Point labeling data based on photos
-*-*-
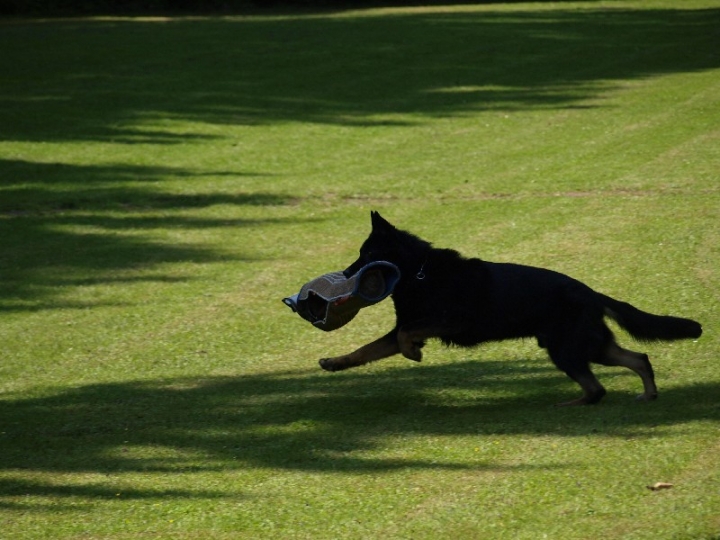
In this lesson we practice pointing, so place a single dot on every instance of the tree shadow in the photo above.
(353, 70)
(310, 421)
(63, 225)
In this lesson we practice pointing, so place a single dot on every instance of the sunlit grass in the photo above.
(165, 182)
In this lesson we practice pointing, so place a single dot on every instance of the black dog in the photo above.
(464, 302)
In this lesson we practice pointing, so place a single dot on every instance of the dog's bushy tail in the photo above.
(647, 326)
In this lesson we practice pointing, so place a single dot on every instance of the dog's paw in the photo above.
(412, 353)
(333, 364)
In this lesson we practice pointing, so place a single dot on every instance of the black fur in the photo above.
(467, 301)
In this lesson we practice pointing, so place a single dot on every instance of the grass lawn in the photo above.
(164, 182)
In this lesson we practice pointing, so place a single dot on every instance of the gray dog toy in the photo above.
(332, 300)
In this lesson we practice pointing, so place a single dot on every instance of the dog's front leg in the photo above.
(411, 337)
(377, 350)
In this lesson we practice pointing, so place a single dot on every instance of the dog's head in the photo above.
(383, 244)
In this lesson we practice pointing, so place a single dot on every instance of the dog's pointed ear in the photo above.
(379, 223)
-*-*-
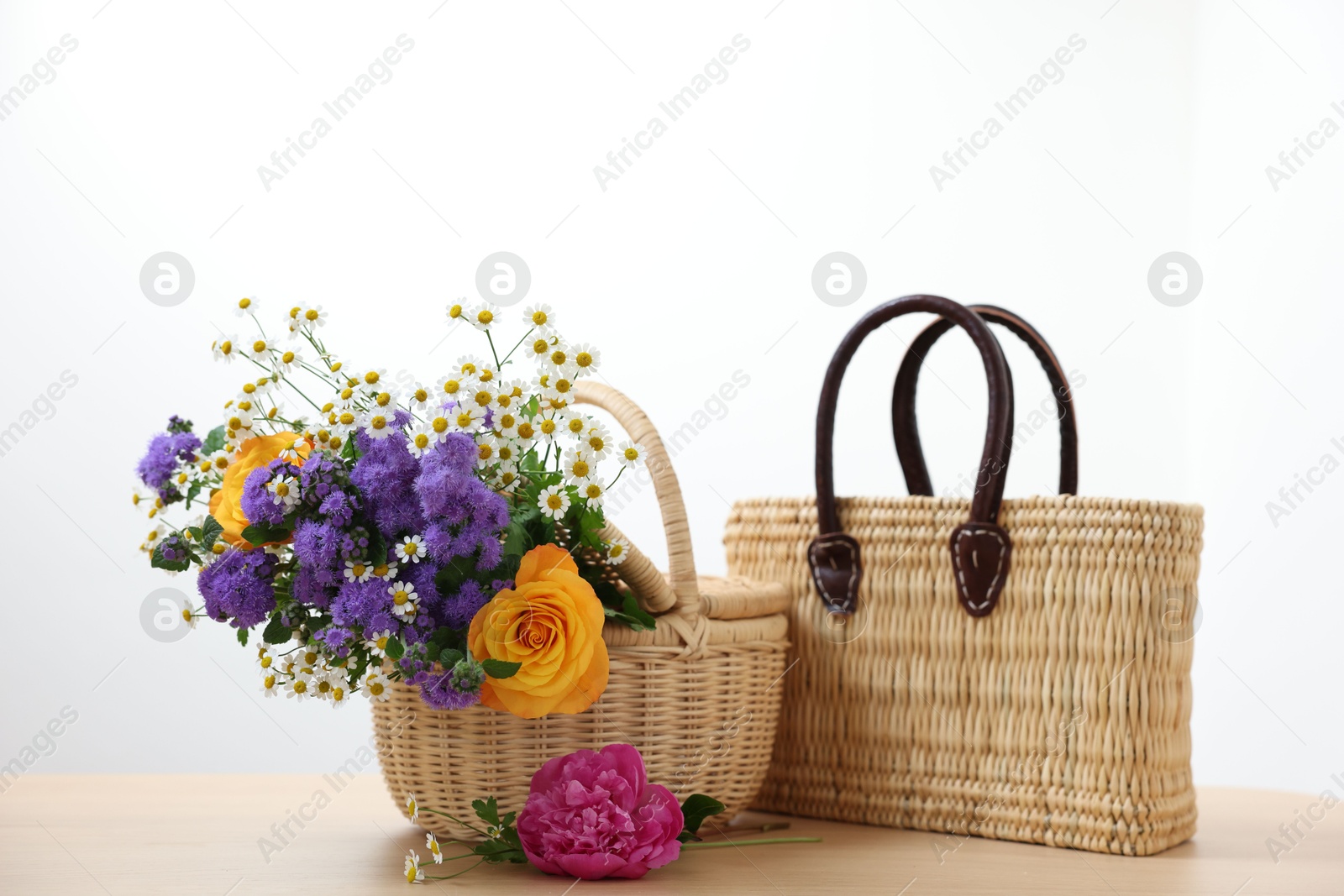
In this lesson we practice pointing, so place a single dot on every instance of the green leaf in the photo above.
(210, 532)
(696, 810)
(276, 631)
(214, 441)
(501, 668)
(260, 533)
-*-*-
**What to produce**
How many lines of the records contain the word "black"? Matching is case-sensitive; reply with the number alone.

**The answer**
2